(Source records)
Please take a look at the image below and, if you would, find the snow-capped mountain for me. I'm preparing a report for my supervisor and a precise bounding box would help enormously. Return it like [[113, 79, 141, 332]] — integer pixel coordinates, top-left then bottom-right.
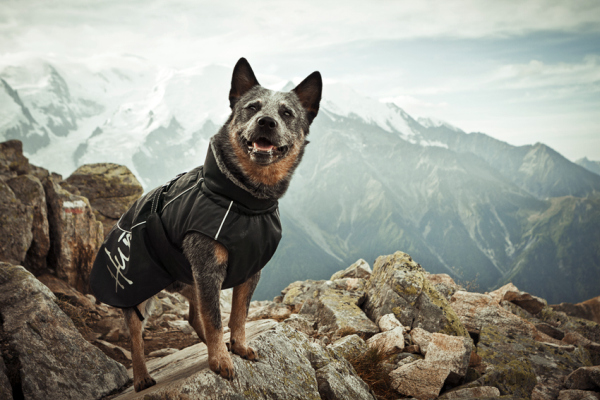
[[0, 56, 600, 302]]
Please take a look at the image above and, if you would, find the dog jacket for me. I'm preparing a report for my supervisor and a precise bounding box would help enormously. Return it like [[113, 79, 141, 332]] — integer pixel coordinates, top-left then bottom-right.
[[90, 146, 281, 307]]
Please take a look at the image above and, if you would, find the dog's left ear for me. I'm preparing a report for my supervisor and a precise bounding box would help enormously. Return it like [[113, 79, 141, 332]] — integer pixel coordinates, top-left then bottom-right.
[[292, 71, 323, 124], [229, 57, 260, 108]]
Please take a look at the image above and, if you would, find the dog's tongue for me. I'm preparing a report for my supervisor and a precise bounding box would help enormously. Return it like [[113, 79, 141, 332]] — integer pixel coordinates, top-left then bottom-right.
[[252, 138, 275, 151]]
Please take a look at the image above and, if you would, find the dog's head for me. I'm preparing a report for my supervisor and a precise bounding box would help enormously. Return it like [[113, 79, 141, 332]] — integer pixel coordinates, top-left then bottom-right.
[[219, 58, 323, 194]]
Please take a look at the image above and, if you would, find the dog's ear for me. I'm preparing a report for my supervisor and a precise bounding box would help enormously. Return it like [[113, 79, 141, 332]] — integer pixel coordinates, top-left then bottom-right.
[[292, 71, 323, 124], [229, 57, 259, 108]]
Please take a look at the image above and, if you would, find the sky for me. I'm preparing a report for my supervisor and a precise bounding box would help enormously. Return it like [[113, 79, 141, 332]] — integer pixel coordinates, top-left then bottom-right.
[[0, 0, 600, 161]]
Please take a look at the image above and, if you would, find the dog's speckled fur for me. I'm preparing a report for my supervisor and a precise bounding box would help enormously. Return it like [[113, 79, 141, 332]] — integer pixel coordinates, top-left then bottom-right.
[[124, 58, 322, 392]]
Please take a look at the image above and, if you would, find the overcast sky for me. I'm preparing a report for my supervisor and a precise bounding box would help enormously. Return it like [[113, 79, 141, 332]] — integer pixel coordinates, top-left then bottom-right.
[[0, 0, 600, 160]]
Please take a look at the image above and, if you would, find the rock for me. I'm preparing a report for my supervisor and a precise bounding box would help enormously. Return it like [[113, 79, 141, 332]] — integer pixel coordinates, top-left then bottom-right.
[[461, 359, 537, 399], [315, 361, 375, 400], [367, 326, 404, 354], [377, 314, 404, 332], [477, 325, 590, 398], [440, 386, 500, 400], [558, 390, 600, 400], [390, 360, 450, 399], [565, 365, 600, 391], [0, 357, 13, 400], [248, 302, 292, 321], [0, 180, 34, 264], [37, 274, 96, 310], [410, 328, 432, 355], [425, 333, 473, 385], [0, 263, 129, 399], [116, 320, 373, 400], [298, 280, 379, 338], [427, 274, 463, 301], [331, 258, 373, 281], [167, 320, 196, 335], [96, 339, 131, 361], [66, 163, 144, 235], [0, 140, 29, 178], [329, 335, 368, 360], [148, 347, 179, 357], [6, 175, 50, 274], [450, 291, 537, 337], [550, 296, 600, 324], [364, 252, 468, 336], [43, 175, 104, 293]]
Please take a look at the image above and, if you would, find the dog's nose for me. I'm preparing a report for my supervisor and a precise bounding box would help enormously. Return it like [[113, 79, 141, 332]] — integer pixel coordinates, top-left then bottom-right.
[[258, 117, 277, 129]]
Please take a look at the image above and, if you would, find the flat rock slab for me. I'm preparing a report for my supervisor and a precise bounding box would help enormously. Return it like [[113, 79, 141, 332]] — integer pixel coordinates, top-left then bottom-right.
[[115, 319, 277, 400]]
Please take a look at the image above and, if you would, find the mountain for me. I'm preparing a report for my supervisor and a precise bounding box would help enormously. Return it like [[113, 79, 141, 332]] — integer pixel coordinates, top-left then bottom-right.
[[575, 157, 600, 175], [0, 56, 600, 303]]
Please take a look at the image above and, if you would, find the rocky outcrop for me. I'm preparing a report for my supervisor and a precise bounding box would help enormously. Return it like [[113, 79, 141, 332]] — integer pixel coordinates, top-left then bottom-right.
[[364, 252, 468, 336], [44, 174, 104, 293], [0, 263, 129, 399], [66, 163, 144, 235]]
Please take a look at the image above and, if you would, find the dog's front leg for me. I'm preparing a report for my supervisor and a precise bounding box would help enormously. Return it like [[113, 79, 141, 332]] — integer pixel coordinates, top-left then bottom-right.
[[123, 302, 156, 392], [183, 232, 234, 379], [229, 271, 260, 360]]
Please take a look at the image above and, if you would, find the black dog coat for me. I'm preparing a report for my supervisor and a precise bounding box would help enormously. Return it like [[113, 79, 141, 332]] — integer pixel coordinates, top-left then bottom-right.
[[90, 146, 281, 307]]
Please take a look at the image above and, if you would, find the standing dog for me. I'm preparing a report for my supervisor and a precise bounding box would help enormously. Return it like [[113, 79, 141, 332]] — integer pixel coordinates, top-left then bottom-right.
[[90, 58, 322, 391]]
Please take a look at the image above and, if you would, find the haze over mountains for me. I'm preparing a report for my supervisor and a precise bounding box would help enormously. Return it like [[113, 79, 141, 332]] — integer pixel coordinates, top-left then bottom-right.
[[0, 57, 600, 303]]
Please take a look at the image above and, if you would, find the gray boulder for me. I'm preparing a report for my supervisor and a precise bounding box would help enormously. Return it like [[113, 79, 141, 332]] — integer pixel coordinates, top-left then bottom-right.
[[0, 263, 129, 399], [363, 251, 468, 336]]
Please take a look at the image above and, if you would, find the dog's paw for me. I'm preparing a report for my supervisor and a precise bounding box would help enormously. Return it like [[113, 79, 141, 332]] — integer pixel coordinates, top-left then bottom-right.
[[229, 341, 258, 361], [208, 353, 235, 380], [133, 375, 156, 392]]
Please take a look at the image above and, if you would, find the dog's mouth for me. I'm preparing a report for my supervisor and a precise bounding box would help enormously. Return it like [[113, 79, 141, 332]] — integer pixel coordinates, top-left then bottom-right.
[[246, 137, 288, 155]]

...

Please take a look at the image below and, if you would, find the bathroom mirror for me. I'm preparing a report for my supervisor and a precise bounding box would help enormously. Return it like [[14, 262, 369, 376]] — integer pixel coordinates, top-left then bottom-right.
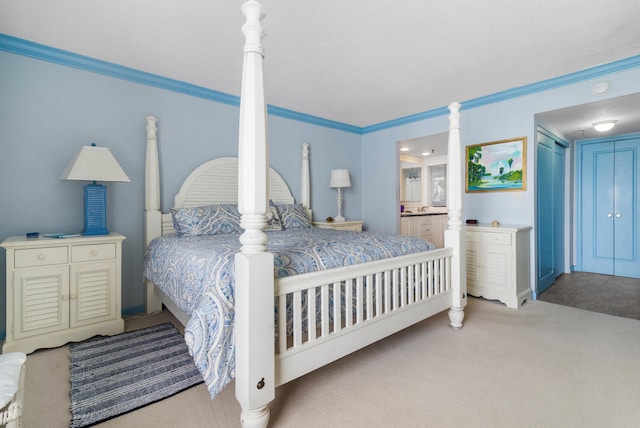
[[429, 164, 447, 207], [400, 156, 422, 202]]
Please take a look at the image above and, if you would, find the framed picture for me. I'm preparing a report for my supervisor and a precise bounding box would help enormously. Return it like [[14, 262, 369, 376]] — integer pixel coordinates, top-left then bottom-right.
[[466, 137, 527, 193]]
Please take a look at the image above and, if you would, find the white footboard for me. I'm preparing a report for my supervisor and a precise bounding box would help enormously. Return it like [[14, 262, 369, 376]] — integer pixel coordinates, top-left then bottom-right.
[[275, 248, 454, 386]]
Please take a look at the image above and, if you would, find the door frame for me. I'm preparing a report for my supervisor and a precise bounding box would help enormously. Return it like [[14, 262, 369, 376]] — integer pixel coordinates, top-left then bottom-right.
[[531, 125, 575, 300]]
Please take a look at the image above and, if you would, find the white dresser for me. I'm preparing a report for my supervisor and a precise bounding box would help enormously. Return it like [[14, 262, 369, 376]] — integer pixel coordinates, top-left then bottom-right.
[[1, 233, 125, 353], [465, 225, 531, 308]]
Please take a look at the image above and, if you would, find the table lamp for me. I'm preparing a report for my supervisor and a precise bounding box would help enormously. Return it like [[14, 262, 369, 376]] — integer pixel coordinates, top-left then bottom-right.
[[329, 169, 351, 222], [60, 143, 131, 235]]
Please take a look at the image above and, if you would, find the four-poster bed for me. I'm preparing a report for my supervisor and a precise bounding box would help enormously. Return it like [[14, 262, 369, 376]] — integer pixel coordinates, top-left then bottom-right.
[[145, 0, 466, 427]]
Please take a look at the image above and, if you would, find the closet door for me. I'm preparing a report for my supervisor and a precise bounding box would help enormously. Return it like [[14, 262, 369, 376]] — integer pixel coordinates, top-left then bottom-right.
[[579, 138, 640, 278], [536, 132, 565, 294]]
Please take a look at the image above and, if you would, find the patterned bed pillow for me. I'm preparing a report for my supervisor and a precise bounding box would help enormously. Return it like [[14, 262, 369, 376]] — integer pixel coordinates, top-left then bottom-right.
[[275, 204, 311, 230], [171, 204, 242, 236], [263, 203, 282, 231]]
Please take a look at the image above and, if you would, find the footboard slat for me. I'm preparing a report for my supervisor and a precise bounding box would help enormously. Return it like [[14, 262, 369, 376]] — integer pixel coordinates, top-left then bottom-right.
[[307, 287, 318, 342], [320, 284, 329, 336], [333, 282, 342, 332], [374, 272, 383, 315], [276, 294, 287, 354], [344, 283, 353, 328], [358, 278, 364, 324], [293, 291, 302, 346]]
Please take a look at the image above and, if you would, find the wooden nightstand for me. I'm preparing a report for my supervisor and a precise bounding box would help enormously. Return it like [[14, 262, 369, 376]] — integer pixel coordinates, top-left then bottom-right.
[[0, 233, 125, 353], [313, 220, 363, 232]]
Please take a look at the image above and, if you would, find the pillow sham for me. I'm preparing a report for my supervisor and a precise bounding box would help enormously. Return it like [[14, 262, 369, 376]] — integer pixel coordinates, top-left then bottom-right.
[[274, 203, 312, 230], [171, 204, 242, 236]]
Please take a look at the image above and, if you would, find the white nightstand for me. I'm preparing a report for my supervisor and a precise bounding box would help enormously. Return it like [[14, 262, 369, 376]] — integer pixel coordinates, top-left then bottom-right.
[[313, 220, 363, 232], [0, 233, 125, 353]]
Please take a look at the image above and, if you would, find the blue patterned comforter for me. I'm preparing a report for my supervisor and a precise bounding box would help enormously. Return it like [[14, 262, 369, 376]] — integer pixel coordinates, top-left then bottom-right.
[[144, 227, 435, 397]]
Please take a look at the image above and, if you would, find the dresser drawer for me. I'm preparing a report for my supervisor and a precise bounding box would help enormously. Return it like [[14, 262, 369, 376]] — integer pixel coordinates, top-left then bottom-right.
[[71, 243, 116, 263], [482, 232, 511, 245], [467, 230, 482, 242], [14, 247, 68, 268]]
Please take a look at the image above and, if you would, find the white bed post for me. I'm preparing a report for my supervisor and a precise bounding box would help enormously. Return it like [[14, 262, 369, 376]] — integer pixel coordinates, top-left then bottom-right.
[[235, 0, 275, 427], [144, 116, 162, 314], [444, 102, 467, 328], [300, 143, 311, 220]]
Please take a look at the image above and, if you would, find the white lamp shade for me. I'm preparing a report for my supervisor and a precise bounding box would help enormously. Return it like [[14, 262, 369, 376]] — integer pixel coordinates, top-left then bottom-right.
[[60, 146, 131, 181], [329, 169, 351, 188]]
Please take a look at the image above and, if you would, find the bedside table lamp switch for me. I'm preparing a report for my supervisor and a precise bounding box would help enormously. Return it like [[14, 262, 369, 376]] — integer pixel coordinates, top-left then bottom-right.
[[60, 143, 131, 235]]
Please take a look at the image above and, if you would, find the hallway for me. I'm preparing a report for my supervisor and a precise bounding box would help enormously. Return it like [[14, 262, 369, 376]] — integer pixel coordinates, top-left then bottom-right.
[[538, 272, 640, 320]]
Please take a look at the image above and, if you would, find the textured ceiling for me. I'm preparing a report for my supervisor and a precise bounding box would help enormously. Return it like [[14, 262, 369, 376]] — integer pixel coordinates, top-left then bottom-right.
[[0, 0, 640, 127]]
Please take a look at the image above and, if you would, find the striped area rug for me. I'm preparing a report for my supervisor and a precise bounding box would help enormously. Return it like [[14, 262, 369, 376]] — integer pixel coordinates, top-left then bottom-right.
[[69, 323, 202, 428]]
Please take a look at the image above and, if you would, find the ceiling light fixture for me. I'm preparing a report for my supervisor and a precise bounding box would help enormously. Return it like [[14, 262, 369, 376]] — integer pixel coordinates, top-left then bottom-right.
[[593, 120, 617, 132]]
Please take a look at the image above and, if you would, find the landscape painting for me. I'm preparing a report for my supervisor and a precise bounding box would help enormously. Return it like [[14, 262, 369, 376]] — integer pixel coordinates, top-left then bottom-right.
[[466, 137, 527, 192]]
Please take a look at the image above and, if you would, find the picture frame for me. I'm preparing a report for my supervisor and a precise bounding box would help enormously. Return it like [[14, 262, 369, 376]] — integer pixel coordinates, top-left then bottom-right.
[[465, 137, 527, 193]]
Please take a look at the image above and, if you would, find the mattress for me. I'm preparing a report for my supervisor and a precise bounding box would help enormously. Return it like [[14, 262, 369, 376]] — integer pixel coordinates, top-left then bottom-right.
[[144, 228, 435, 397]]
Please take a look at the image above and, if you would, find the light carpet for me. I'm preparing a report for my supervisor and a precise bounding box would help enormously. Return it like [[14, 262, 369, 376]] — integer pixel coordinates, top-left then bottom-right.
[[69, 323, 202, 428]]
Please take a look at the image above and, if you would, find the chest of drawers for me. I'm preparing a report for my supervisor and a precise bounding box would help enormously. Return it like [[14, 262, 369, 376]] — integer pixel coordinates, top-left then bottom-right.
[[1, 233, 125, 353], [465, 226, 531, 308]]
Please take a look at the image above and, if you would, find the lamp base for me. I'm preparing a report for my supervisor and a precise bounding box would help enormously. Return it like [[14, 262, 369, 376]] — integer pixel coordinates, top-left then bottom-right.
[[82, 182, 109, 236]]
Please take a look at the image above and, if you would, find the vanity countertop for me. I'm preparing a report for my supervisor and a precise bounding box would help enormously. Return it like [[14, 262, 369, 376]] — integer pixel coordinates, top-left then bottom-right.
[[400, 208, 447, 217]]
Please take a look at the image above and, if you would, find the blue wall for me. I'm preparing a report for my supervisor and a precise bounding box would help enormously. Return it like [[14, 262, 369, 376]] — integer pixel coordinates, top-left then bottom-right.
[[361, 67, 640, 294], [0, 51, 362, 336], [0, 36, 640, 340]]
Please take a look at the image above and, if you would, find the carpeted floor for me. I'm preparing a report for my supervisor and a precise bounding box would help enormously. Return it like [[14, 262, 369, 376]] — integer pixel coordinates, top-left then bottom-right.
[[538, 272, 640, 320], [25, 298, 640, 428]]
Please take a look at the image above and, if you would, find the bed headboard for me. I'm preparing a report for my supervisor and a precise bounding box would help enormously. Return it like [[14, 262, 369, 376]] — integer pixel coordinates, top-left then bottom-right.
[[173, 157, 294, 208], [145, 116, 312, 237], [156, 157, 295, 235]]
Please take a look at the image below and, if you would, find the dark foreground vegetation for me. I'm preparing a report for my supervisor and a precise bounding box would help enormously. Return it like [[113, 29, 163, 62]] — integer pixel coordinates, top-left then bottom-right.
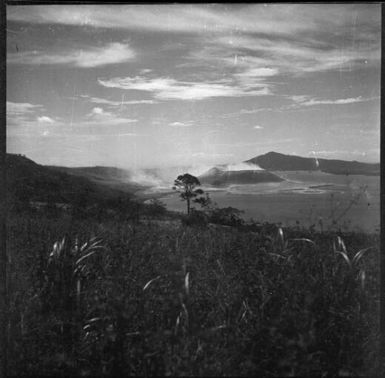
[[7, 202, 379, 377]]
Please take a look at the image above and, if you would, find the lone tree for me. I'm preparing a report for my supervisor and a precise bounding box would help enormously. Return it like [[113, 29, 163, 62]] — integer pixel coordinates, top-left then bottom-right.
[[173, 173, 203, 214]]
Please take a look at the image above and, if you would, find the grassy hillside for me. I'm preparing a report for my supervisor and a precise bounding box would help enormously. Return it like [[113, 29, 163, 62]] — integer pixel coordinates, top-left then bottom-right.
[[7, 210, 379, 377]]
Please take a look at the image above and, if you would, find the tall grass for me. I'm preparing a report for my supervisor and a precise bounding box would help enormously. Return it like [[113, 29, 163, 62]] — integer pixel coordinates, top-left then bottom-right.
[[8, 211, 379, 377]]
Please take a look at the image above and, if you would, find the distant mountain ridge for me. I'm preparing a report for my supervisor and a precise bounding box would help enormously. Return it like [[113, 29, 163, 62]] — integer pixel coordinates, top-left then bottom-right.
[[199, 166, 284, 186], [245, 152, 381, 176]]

---

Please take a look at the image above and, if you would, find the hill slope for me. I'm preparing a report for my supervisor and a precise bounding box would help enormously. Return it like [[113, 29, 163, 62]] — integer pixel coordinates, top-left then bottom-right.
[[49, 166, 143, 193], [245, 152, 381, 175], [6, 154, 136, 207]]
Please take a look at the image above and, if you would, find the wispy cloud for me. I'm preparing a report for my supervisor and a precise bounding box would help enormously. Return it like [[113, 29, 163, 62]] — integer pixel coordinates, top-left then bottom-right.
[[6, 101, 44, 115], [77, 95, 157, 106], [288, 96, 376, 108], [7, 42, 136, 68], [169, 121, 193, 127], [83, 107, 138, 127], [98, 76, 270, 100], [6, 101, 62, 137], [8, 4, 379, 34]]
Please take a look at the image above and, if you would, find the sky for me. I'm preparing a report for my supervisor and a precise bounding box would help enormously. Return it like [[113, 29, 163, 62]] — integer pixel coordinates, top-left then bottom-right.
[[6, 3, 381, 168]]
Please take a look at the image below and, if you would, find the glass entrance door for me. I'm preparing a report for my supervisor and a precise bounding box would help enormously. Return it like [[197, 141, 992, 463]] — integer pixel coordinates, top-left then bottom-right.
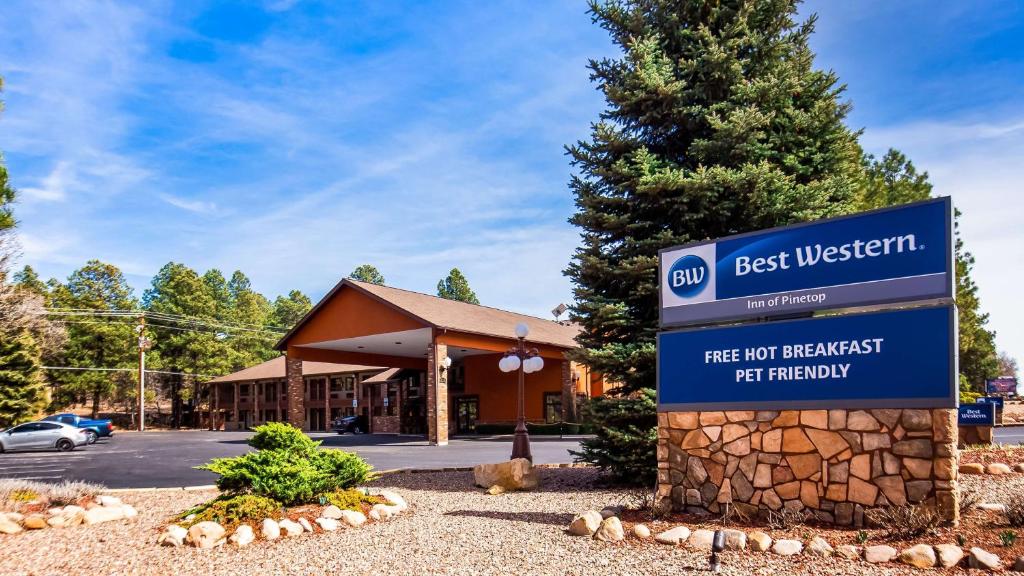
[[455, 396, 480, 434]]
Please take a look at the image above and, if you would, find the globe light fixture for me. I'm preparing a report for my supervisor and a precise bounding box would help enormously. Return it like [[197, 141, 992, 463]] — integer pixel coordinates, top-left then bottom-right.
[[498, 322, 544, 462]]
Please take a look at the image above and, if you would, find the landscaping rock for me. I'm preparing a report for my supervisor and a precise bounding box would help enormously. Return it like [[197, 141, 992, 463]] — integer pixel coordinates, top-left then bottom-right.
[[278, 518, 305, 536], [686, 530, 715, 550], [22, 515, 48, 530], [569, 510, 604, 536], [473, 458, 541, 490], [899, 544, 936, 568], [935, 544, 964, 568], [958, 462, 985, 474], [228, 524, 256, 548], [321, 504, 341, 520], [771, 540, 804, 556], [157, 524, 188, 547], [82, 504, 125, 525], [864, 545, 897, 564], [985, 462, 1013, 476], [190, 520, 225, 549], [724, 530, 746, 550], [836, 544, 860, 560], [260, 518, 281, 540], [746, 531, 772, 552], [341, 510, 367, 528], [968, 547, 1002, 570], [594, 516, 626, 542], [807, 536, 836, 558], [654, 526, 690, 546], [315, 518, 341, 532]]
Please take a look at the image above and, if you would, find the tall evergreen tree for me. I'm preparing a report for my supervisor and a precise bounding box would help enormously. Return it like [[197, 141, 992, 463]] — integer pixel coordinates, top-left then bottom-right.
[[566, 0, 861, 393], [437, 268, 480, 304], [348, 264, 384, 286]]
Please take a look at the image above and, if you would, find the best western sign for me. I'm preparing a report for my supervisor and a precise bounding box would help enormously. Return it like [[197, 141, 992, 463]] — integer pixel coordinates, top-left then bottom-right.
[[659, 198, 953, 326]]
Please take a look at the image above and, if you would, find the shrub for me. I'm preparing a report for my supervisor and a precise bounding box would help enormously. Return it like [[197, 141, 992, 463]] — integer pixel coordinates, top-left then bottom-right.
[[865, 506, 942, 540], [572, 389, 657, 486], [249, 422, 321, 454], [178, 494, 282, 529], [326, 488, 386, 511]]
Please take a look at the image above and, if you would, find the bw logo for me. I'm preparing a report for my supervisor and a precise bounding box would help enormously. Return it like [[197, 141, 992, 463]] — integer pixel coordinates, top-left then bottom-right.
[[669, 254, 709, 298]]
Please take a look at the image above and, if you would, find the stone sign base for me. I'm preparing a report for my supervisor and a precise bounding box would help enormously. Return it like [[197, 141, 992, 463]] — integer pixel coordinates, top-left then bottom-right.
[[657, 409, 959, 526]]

Exercise brief -
Copy out the lines above exactly, starting with the line that contains "find the snow-capped" and continuing down through the line that contains "[[0, 56, 600, 302]]", with both of those lines included. Leave out any pictures.

Solved problem -
Please take a look at the image below and, if you would, find the snow-capped mountain for me. I'm preparing a report for my supervisor and a precise bounding box would help enormously. Return it like [[113, 79, 141, 332]] — integer pixel coordinates, top-left then bottom-right.
[[0, 56, 600, 302]]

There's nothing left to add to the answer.